> [EXERCISE GOAL] Count the lines in the listing below that contain the string "strap". Reply with the number only.

> [RECORDS SUPPLIED]
[Start]

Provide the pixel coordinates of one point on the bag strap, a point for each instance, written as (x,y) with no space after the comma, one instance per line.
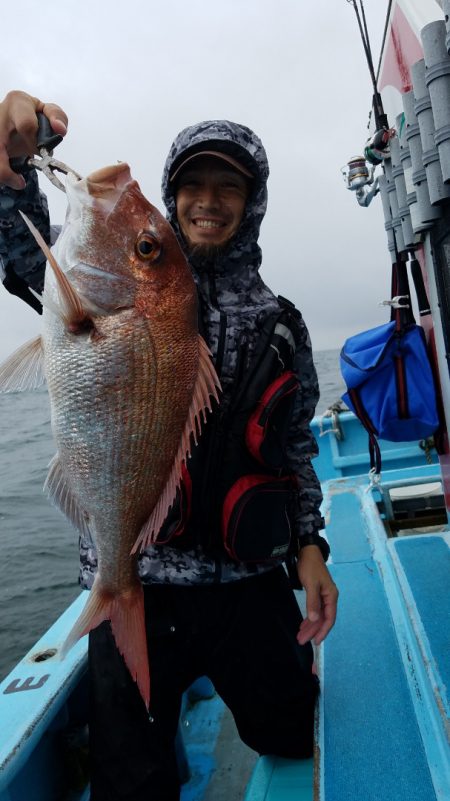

[End]
[Start]

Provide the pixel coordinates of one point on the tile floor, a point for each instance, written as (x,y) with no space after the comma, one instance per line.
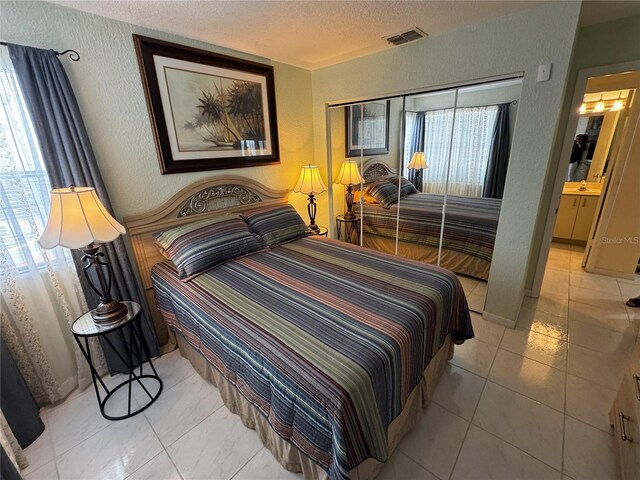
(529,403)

[End]
[Start]

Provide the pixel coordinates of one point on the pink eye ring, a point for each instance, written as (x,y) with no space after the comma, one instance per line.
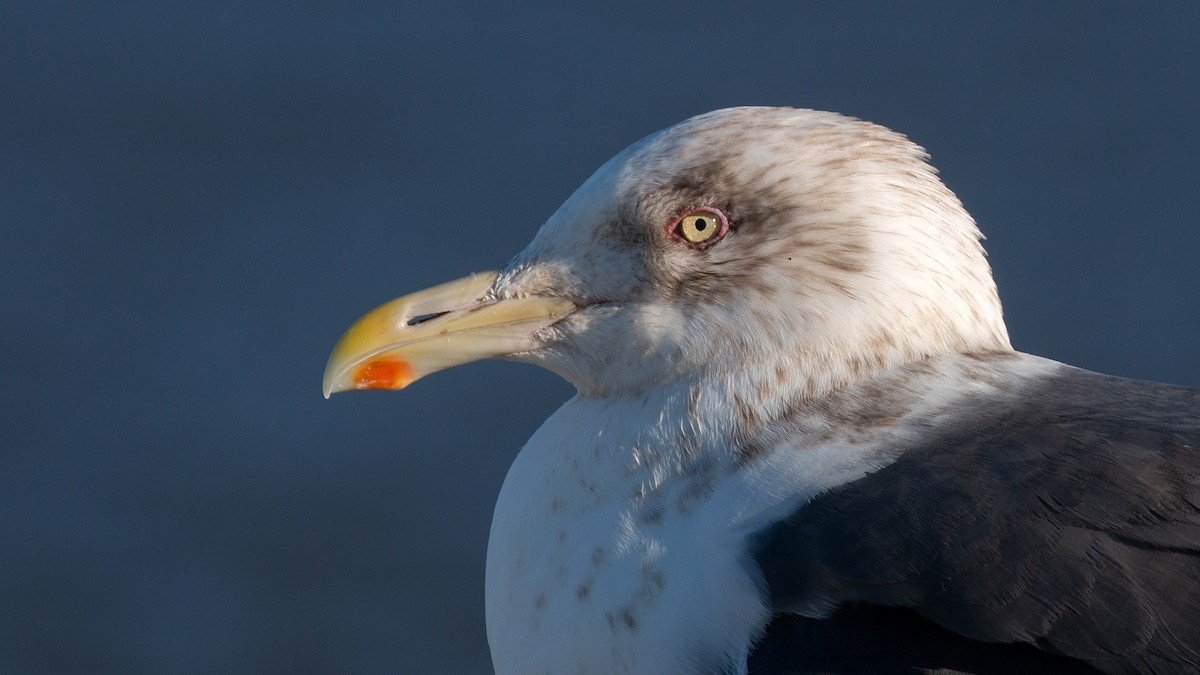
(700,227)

[End]

> [RESPONSE TO THE TASK] 1